### EXERCISE DATA

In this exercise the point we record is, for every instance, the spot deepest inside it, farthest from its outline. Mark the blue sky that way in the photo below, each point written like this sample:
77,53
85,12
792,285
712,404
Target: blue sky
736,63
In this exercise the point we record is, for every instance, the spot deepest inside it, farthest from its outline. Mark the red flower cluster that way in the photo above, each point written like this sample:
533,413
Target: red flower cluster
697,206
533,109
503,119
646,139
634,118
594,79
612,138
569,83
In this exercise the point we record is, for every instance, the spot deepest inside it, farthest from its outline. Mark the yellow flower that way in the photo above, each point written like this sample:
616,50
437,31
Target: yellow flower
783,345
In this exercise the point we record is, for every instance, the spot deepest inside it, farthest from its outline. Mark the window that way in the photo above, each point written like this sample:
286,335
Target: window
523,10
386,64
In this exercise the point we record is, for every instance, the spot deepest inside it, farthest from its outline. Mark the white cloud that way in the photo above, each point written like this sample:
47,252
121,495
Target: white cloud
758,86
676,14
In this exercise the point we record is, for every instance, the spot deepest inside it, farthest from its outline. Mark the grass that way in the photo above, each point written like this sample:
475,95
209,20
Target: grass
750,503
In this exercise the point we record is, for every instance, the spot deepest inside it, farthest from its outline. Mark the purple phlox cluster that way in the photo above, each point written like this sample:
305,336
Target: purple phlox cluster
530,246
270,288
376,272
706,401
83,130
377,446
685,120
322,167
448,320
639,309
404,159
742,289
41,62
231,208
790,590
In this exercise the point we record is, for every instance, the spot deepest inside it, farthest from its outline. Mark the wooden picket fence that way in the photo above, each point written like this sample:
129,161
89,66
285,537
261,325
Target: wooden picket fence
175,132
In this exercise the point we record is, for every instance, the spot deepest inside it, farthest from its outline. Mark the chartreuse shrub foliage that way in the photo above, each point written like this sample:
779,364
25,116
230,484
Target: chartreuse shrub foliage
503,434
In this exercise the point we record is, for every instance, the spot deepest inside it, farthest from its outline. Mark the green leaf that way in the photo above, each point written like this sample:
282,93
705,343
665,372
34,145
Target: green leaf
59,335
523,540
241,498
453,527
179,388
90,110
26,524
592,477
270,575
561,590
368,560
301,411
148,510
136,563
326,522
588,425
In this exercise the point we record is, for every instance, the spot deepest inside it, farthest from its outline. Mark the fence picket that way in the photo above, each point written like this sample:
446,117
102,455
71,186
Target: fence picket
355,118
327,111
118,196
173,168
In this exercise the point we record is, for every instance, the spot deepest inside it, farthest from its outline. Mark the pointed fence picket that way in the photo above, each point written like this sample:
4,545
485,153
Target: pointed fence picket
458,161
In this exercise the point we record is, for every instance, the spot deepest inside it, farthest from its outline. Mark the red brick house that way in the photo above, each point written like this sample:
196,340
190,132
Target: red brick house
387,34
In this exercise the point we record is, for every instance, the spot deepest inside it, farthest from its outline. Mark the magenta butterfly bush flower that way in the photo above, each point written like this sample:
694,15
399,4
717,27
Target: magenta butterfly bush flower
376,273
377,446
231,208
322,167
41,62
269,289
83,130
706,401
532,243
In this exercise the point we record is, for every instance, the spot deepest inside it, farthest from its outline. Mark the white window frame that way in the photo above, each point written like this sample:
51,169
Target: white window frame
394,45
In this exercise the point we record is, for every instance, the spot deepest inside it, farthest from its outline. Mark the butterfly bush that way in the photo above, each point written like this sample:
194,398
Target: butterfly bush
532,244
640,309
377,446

### PROBLEM REQUIREMENTS
After reading the material above, repeat all of it exactly.

### RESPONSE TO THE TASK
In this exercise the point we record is, for every instance, the spot deepest inside it, farthest from its outline. Mark the blue sky that way in the photo below, each point written like this sample:
77,53
85,12
792,285
712,404
Target: blue sky
736,63
In this exercise the point we record is, for every instance, the spot deepest inside it, farthest from its outline. Mark the red flower cluster that way in the photo above, each point written like this sample:
533,413
Target: red flower cluster
697,206
533,109
503,119
646,139
634,118
594,79
612,138
569,83
In this exercise the point we record is, for every instance, the spot deepest inside it, farthest from its outline. Mark the yellow flower that way in the photo above, each point written like this sample:
616,50
437,31
Target: yellow flower
783,345
In this exercise the point we record is, for every instance, the spot deepest inside it, farthest from its outline. Mark the window that way in the photo above, each point written like this sample:
286,335
Target: window
523,10
386,64
In this exercise the point we record is, for every instance, the spot deepest inside it, farthest from its outline. Mark the white cloud that way in the photo above, each point written like this sample:
47,252
121,495
Target: white cloud
758,86
676,14
In this exercise the point we record is, for every instance, the spot deepest inside it, farthest from its outline. Mark the grass that way in the photo above, each point written like this sample:
475,95
209,20
Target: grass
750,503
In this exercise the point we record is, for every instance, the spot deepest inside it, farthest from its outline. Mark the purple phlox cluster that way in the photo above, each point written like this sample:
305,336
Target: purple phlox cluster
530,246
270,288
376,272
706,401
83,130
377,446
685,120
322,167
448,320
639,309
404,159
742,289
41,62
231,208
790,590
In this exercise the point we record is, for every instance, the spot deepest inside it, farthest from its outline. Mark the wooden picket fence that way in the photo above, each point written like this sample:
129,161
89,66
285,537
261,325
Target: wooden picket fence
175,132
In this exercise the point we record is, for every instance, the spot deepest inside it, farthest from its outline. Mark the chartreuse shrub foliage that way in the photo above, each point written like this sample:
779,364
25,116
230,484
Target: chartreuse shrub foliage
503,434
In this exercise the point we record is, for every instance, the spot deepest inside it, farthest from its outline. Mark the green leaf that way in the photo above, each point written like this sample:
282,93
705,343
665,372
34,145
Target: green leaf
59,335
523,540
241,498
453,527
179,388
90,110
26,524
592,477
270,575
561,590
368,560
301,411
148,510
136,563
326,522
588,425
In this exercise the point we record is, for every instance, the spot deepest inside it, farthest from its outline. Mark the fence picket that way in the photo above, each point written like this sample:
446,117
102,455
71,186
Target: fence picket
355,118
327,111
118,196
173,168
In this exercise the point we record is, for every instance, the spot deepest inside it, farthest from its outline. Mark the pointed fence picket that way in the photo above, each point written like this sample:
4,545
485,153
Target: pointed fence picket
458,161
In this exercise the point we record is, for every instance, the spot deepest inside it, farthest from its outline. Mark the red brick house that way in the photo above, each point written like this sample:
196,340
190,132
Target: red brick house
387,34
In this exercise the point we record is, for every instance, the spot deepest inside it, farthest from its outline. Mark the magenta butterfly bush flower that way in the photo above, each point written like this sample:
694,15
399,4
717,27
Target: magenta butterfly bush flower
376,273
377,446
231,208
322,167
41,62
269,289
83,130
706,401
532,243
In this exercise the point we record is, for every instance, the spot deepest inside it, farthest from its outline. Mark the white window frame that way in the photo above, each point written like this sample:
51,169
Target: white window frame
394,45
In this exercise the point we record is, for every instance, the spot deepest inside it, farthest from its outline. Mark the butterfly bush that way in the photo above, each point written like this sample:
194,398
Target: butterfly bush
532,244
640,309
377,446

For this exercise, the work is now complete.